#### [WORK ORDER A]
Rewrite the paragraph of the page extract on strain-specific genome mapping that begins "A better approach is to map each library" as a short bulleted list that keeps its main facts.
#### [WORK ORDER B]
Write a continuation of the page extract on strain-specific genome mapping, starting after its final sentence.

--- PAGE EXTRACT ---

A better approach is to map each library to the custom genome sequence of its own strain (using TPP). It turns out the resampling can still be applied (since it is fundamentally a test on the difference of the mean insertion count in each gene). The key to making this work, aside from mapping each library to its own genome sequence, is that you need an annotation (prot_table) for the second strain that has been “adapted” from the first strain. This is because, to do a comparison between conditions for a gene, Transit needs to be able to determine which TA sites fall in that gene for each strain. This can be achieved by producing a “modified” prot_table, where the START and END coordinates of each ORF in strain B have been adjusted according to an alignment between genome A and genome B. You can use this web app: Prot_table Adjustment Tool, to create a modifed prot_table, given the prot_table for one strain and the fasta files for both genomes (which will be aligned). In other words, the app allows you to create ‘B.prot_table’ from ‘A.prot_table’ (and ‘A.fna’ and ‘B.fna’).

--- THE DATA ---

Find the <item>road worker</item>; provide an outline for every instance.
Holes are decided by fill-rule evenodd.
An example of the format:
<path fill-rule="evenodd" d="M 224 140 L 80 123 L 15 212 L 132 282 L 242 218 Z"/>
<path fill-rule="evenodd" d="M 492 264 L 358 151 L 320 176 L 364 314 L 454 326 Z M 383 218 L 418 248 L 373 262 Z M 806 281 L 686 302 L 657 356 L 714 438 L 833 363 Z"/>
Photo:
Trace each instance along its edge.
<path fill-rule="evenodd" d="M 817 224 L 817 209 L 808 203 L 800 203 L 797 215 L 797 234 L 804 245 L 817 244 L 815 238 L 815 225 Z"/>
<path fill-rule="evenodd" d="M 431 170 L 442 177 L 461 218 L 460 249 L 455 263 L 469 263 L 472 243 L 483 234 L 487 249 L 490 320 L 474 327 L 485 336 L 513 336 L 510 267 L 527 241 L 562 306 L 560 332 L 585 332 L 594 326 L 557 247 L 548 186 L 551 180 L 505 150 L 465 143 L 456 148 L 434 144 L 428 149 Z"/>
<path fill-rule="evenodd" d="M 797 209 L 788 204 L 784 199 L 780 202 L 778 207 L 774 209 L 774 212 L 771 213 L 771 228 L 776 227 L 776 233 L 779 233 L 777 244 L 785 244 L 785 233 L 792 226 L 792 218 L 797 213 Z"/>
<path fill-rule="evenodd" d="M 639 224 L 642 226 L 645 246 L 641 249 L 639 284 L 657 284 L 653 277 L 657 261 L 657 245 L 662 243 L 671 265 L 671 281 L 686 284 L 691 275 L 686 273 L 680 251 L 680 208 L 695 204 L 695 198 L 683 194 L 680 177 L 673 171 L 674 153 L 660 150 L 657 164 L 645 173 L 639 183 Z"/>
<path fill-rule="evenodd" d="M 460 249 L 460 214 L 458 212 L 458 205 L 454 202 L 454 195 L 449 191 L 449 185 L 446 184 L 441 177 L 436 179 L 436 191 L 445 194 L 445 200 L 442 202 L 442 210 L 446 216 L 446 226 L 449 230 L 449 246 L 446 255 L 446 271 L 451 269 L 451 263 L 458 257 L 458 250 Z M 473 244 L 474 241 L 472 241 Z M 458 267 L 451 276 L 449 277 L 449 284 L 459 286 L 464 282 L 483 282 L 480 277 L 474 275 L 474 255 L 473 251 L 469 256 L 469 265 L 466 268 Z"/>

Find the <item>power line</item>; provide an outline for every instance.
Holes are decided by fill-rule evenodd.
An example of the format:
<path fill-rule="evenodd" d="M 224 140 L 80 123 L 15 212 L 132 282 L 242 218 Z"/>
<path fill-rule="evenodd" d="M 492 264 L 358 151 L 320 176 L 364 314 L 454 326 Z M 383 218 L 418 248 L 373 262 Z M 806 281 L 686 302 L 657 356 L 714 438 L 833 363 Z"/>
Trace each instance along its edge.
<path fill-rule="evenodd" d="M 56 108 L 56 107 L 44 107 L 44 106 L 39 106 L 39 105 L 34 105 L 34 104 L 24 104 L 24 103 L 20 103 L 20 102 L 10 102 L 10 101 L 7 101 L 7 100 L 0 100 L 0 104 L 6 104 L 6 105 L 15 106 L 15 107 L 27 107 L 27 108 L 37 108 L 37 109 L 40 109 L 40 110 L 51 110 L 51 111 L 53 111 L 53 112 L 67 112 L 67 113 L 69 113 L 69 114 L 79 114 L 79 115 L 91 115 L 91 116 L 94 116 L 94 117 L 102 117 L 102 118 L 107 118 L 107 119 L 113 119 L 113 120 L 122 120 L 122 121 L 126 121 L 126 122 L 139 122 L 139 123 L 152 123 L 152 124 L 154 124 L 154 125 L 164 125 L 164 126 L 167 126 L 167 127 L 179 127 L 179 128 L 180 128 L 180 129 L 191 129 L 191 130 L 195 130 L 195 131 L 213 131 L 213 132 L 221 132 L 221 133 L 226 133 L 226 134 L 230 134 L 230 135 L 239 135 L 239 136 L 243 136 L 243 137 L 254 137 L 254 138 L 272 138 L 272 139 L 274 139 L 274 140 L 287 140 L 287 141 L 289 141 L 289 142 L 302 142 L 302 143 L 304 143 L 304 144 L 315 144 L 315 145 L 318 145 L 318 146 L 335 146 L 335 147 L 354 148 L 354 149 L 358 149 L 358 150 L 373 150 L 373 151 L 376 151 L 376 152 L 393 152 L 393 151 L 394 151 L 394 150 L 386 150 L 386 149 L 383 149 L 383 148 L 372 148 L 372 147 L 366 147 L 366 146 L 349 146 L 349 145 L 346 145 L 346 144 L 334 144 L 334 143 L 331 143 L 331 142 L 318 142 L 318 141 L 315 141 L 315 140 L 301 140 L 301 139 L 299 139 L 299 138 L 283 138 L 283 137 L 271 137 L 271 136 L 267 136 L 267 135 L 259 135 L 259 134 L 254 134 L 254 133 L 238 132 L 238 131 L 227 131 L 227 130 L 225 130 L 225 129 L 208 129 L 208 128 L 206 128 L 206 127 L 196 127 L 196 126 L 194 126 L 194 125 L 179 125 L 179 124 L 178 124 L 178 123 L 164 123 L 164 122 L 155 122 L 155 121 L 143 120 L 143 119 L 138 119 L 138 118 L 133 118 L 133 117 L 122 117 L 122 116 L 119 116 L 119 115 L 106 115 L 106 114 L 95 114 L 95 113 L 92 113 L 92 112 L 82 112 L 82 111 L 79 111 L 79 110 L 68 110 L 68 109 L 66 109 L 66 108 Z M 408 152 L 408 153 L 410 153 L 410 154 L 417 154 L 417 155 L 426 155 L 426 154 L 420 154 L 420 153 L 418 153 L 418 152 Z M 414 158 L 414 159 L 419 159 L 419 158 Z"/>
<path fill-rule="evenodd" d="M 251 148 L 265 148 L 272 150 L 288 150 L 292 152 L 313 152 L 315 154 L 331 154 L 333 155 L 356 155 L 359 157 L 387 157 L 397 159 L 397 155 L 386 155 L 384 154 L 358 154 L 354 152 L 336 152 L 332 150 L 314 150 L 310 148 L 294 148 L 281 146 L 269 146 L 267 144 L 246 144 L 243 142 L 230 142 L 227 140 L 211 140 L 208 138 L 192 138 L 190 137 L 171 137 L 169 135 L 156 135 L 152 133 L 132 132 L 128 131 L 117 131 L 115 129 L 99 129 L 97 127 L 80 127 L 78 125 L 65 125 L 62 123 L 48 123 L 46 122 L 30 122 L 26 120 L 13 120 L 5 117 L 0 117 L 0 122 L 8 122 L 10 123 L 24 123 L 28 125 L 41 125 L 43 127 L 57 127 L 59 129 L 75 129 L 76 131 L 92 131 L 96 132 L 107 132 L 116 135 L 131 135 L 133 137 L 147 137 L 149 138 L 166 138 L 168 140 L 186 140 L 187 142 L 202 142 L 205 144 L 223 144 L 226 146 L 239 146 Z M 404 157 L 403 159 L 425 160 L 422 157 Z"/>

---

#### [TASK OUTPUT A]
- Map each library to the custom genome sequence of its own strain using TPP.
- Resampling still applies, because it fundamentally tests the difference in mean insertion count per gene.
- Strain B needs an annotation (prot_table) adapted from strain A, so Transit can determine which TA sites fall in each gene for each strain.
- To build this modified prot_table, adjust the START and END coordinates of each ORF in strain B according to an alignment between genome A and genome B.
- The Prot_table Adjustment Tool web app does this. Given the prot_table for one strain and the fasta files for both genomes, it aligns the genomes and creates 'B.prot_table' from 'A.prot_table', 'A.fna' and 'B.fna'.

#### [TASK OUTPUT B]
Once you have created B.prot_table, all you need to do is provide both prot_tables to resampling (either through the GUI, or on the command-line), as a comma-separated list. For example:

> python3 transit.py resampling Rv_1_H37Rv.wig,Rv_2_H37Rv.wig 632_1_632WGS.wig,632_2_632WGS.wig H37Rv.prot_table,632WGS.prot_table resampling_output.txt -a

In this example, 2 replicates from H37Rv (which had been mapped to H37Rv.fna by TPP) were compared to 2 replicates from strain 632 (which had been mapped to 632WGS.fna, the custom genome seq for strain 632). The important point is that two annotations are given in the 3rd arg on the command-line: H37Rv.prot_table,632WGS.prot_table. The assumption is that the ORF boundaries for H37Rv will be used to find TA sites in Rv_1_H37Rv.wig and Rv_2_H37Rv.wig, and the ORF boundaries in 632WGS.prot_table (which had been adapted from H37Rv.prot_table using the web app above) will be used to find TA sites in the corrsponding regions in 632_1_632WGS.wig and 632_2_632WGS.wig.

Note that, in contrast to handling datasets from different libraries disucssed above, in this case, the assumption is that all replicates in condition A will be from one library (and one strain), and all replicates in condition B will be from another library (another strain).


Output and Diagnostics

The resampling method outputs a tab-delimited file with results for each gene in the genome. P-values are adjusted for multiple comparisons using the Benjamini-Hochberg procedure (called “q-values” or “p-adj.”). A typical threshold for conditional essentiality on is q-value < 0.05.

Column Header

Column Definition

Orf

Gene ID.

Name

Name of the gene.

Description

Gene description.

Sites

Number of TA sites in the gene.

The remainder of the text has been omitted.